▶ [TASK]: Go over the entries and report the lines where the word "orange" occurs.

- Opening Delimiter -

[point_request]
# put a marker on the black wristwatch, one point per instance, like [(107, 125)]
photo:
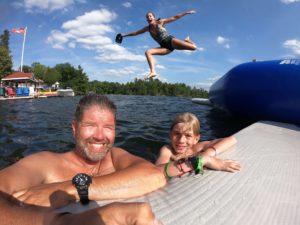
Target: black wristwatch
[(82, 182), (195, 162)]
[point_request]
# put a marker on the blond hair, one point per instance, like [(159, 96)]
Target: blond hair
[(189, 119)]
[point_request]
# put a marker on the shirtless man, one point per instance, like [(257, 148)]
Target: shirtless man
[(167, 42), (94, 170)]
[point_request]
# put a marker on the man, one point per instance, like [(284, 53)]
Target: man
[(94, 170)]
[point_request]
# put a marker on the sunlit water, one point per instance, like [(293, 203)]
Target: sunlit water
[(28, 126)]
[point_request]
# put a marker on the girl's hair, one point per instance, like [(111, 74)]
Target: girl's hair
[(151, 13), (93, 99), (188, 118)]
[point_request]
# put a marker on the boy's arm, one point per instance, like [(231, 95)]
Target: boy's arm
[(218, 146), (164, 155)]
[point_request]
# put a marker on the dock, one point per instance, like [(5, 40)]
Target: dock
[(266, 190)]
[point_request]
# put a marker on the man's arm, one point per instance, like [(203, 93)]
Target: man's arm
[(115, 213), (27, 172), (134, 177)]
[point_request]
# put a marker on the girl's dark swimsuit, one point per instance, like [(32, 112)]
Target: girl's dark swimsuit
[(163, 38)]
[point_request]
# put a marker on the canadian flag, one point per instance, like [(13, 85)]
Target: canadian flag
[(20, 30)]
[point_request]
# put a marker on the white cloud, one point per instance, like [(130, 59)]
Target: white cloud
[(159, 66), (289, 1), (91, 31), (223, 41), (47, 5), (294, 45), (119, 72), (127, 4)]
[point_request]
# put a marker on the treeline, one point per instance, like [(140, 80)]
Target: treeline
[(69, 76), (151, 87)]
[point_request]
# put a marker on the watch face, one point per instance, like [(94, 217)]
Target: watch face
[(81, 179)]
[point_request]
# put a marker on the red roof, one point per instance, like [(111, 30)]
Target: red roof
[(19, 76)]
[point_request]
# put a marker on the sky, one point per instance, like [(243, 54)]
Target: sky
[(82, 32)]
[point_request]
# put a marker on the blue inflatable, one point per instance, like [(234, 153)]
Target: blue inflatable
[(267, 90)]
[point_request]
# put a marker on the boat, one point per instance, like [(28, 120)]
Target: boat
[(65, 92), (266, 90), (265, 191)]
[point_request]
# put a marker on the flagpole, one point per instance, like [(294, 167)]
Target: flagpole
[(24, 38)]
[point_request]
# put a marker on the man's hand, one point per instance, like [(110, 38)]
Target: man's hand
[(49, 195)]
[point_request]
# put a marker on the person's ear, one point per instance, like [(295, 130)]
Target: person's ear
[(197, 138), (73, 127)]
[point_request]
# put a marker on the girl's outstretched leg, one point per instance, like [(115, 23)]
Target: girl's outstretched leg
[(151, 61), (187, 44)]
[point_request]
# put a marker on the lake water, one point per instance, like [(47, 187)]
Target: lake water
[(28, 126)]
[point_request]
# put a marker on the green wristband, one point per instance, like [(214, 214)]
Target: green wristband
[(200, 165), (166, 170)]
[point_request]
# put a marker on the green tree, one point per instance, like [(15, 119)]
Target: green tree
[(39, 70), (27, 69), (80, 82), (5, 56), (51, 76)]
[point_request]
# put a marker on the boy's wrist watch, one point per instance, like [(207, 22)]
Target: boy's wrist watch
[(82, 182)]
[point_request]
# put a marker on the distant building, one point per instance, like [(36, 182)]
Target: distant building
[(21, 79)]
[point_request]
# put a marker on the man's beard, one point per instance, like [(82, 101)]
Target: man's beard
[(89, 155)]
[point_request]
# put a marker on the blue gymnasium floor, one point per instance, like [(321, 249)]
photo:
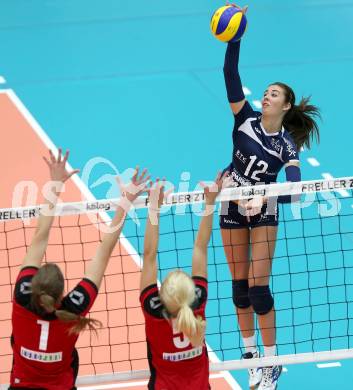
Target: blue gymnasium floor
[(142, 83)]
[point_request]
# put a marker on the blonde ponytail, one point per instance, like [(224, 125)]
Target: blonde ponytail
[(177, 294), (47, 290), (193, 327)]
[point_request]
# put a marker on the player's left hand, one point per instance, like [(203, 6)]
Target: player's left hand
[(253, 206)]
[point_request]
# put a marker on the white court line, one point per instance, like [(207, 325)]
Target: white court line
[(312, 161), (130, 384), (328, 176), (89, 196), (257, 103), (246, 91), (329, 365)]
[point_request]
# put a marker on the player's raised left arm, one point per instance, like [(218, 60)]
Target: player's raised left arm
[(58, 175)]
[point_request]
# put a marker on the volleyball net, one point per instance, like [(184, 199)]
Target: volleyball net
[(312, 276)]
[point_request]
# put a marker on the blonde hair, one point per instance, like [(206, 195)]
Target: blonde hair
[(177, 294), (47, 291)]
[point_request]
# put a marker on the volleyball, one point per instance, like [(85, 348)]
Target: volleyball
[(228, 23)]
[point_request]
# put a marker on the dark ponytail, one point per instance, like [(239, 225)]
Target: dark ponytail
[(300, 120), (47, 290)]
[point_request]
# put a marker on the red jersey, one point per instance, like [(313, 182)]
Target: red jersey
[(43, 350), (174, 362)]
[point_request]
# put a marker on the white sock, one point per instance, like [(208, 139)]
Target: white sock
[(270, 351), (249, 344)]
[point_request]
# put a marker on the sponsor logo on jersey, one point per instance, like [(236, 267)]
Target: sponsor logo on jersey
[(240, 156), (41, 356), (185, 355), (290, 149), (231, 221), (239, 179), (276, 144)]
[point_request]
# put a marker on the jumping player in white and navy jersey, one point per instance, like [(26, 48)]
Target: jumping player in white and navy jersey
[(263, 143), (45, 323), (175, 314)]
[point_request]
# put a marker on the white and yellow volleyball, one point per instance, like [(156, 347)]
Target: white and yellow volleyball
[(228, 24)]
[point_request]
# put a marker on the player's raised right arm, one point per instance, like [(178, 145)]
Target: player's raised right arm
[(232, 79)]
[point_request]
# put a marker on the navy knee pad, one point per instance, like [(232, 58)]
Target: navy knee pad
[(241, 293), (261, 299)]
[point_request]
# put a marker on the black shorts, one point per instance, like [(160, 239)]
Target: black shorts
[(233, 217)]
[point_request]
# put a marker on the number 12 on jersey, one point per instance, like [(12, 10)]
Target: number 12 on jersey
[(259, 164)]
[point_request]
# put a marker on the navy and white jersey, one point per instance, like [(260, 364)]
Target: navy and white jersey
[(257, 155)]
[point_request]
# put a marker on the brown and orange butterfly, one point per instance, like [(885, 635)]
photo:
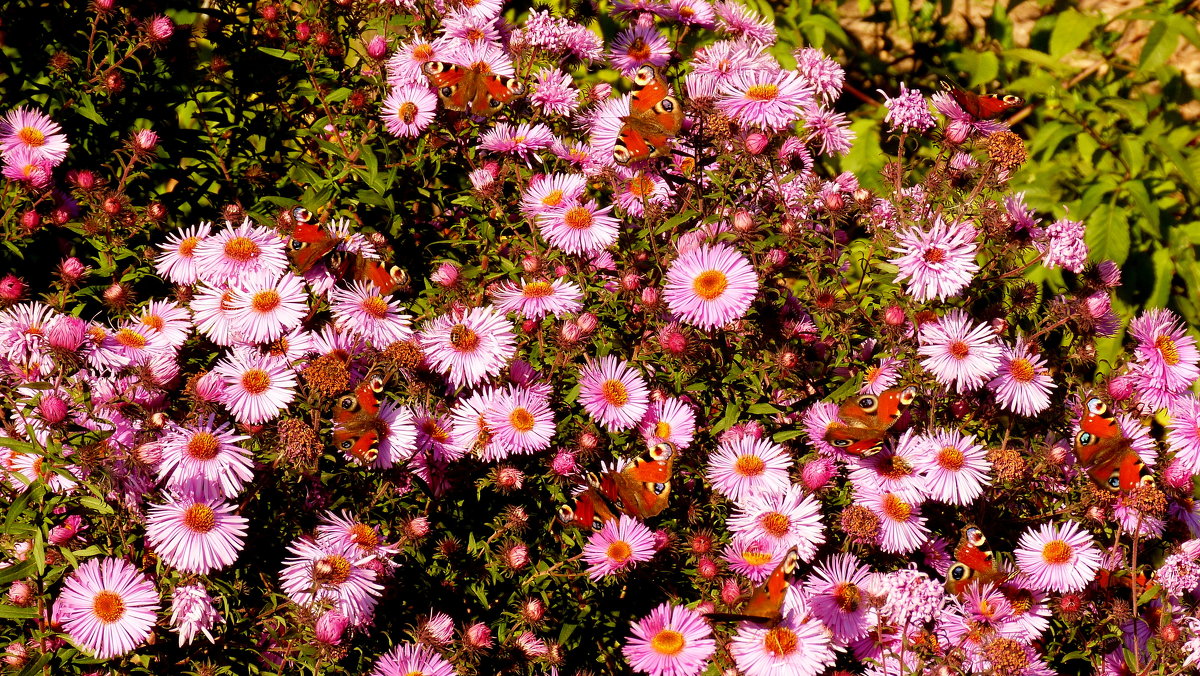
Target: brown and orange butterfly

- Closing Delimiter -

▶ [ANSWER BELOW]:
# put a marker on the brown and orange butterfly, one point per instance, like [(885, 635)]
Target: brown and orange butterfly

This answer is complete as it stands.